ASSIGNED TASK: If a line below includes the string "gray", copy it.

(Dataset excerpts)
Start of Block

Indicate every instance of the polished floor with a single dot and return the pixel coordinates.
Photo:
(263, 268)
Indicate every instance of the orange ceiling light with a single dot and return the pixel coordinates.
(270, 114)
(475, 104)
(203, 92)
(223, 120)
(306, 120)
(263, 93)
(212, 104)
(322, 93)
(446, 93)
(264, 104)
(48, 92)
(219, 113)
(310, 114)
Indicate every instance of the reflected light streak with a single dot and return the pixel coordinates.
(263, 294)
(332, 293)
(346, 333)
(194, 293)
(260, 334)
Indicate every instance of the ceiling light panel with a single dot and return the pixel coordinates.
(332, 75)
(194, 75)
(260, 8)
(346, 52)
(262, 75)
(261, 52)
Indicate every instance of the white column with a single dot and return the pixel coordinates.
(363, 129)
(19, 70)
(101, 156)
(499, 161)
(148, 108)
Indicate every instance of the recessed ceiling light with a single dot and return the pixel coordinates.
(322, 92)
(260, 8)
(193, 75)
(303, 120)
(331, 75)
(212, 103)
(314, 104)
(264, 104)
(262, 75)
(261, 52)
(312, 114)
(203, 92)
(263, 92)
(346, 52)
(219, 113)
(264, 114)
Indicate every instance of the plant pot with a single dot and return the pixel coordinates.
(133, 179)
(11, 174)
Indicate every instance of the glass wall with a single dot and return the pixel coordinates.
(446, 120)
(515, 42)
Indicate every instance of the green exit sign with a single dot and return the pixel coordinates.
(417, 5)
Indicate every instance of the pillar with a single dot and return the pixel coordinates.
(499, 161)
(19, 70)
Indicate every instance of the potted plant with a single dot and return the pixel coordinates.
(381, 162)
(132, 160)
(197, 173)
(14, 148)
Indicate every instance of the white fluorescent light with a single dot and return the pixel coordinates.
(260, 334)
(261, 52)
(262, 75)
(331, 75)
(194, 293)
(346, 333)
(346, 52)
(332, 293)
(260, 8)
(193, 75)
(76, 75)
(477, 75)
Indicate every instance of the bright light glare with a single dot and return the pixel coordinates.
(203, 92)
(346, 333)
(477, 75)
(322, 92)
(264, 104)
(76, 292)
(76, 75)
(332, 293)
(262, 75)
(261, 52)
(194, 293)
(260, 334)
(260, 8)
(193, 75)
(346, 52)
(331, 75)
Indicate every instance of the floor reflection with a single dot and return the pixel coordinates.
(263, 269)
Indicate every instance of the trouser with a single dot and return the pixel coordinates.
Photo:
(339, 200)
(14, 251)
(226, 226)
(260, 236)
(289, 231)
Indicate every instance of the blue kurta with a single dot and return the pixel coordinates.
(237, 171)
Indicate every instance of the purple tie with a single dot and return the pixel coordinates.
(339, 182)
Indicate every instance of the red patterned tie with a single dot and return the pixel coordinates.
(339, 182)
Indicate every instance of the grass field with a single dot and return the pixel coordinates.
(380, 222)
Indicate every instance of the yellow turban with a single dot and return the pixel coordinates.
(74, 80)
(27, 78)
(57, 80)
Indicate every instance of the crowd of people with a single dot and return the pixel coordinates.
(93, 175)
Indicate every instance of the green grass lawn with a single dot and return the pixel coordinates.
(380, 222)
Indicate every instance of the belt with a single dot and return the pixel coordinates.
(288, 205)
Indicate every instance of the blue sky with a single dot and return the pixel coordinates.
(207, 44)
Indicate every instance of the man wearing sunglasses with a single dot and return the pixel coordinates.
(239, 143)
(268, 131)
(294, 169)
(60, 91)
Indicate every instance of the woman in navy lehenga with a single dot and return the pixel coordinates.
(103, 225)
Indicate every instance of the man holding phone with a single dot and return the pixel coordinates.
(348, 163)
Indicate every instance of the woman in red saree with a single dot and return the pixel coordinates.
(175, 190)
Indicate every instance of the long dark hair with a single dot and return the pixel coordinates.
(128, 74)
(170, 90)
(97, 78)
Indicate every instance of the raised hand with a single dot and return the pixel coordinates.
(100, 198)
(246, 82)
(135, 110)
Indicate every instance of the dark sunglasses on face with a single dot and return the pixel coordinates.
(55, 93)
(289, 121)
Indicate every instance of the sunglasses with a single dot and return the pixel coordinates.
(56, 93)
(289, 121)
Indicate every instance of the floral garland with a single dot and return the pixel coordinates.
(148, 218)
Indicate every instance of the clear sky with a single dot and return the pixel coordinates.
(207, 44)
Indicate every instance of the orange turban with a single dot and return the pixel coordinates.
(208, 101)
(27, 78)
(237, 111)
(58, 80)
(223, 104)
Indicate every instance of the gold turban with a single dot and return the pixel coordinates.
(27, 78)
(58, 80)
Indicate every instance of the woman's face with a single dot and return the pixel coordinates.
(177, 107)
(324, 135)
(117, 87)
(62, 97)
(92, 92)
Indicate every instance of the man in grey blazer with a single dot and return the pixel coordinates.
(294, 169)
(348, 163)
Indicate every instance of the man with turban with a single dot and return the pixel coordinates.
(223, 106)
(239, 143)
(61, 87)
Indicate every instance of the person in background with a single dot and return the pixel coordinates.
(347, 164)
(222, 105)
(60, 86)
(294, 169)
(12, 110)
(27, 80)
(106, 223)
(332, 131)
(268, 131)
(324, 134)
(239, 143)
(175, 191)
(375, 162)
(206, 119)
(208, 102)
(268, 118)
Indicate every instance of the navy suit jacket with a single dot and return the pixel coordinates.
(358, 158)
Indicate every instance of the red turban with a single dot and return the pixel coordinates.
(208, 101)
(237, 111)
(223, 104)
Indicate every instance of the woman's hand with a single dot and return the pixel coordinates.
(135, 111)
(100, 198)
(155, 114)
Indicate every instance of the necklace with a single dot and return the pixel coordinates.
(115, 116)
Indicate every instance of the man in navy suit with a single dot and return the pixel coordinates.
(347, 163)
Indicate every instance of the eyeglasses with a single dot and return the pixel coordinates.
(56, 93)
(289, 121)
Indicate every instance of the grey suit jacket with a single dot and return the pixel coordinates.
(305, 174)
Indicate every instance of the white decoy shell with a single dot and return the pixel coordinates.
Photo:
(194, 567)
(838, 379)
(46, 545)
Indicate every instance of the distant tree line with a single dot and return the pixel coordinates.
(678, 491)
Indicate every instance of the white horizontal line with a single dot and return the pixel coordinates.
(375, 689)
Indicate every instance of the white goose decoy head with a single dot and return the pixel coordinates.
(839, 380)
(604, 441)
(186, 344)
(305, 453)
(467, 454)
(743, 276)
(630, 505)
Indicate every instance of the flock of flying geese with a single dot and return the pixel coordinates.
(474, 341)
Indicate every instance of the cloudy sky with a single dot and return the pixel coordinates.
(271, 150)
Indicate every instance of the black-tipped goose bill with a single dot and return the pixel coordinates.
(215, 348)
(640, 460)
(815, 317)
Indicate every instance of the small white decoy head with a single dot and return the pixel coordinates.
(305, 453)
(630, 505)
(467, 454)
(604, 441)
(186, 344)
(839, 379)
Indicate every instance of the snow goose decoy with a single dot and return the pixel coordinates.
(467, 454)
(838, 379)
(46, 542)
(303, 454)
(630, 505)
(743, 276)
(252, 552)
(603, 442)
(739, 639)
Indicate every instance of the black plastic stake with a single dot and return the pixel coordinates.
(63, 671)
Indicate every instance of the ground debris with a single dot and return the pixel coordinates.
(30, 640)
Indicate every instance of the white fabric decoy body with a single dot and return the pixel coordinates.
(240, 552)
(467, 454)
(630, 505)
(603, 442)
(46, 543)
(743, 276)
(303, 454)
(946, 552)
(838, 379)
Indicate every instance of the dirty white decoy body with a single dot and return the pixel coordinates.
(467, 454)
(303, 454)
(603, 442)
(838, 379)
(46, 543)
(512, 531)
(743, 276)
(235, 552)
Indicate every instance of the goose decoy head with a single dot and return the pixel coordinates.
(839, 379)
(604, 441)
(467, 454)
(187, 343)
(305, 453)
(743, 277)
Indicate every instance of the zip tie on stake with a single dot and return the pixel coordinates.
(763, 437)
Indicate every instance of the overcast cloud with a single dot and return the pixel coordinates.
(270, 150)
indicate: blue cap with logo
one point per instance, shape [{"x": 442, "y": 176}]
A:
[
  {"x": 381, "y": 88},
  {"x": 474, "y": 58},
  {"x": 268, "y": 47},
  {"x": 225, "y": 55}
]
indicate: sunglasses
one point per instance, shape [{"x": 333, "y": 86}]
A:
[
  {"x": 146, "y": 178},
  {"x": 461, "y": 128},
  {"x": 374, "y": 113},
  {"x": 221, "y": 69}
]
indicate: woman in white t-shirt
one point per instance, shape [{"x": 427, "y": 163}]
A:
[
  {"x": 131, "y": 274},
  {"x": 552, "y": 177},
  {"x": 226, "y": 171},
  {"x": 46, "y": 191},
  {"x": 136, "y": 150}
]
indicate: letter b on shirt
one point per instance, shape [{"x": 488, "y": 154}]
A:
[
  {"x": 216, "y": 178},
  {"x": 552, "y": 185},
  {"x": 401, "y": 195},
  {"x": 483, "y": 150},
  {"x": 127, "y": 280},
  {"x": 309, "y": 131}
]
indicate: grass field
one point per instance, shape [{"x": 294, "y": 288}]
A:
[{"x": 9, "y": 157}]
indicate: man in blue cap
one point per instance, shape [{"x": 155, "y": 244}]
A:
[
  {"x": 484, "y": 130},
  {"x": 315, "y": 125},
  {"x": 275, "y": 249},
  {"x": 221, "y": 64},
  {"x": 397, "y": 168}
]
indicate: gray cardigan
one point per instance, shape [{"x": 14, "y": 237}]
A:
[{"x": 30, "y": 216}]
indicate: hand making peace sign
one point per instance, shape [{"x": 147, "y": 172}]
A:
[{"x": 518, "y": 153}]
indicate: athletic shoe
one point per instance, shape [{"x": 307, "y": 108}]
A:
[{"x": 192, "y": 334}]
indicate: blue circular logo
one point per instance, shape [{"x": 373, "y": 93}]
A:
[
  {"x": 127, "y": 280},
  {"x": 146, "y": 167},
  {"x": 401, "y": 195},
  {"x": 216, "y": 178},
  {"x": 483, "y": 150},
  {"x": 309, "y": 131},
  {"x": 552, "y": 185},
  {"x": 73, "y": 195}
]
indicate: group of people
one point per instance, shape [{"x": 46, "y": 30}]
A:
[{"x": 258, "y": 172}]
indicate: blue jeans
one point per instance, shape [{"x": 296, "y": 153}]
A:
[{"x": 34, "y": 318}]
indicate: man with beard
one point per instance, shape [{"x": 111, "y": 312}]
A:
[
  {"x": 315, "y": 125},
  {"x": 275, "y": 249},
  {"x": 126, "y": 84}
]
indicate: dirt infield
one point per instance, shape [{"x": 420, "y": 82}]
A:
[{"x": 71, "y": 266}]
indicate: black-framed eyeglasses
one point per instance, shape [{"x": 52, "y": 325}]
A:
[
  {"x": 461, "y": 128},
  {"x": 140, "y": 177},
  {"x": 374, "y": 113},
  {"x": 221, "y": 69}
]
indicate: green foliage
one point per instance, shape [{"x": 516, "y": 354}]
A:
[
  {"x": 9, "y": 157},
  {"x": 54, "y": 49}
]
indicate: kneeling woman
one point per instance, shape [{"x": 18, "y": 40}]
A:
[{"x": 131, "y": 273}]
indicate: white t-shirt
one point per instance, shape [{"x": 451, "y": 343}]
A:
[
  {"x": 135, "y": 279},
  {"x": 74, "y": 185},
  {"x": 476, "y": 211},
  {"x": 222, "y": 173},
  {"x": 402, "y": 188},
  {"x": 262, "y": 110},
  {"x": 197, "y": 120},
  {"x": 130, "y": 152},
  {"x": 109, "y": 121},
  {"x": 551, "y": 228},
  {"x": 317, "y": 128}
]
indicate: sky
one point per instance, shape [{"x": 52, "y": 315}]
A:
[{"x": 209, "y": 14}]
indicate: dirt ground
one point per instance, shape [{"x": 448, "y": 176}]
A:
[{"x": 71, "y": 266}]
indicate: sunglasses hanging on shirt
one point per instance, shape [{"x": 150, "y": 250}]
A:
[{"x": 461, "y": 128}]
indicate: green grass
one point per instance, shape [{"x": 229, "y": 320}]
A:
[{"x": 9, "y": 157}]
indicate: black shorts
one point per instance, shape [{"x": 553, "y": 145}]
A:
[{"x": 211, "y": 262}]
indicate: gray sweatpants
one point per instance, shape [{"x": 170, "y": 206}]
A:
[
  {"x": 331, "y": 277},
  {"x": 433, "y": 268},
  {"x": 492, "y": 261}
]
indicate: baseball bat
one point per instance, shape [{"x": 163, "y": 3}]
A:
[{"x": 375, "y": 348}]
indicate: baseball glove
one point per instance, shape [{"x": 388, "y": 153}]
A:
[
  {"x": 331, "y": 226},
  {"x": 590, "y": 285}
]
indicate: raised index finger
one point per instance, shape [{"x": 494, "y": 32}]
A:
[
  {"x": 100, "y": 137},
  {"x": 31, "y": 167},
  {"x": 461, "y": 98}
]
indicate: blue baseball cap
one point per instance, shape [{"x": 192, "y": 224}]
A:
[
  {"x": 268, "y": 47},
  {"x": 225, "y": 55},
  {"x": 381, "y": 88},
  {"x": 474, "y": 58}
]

End of Block

WRITTEN RESPONSE:
indicate: gray cardigan
indicate: gray sweatpants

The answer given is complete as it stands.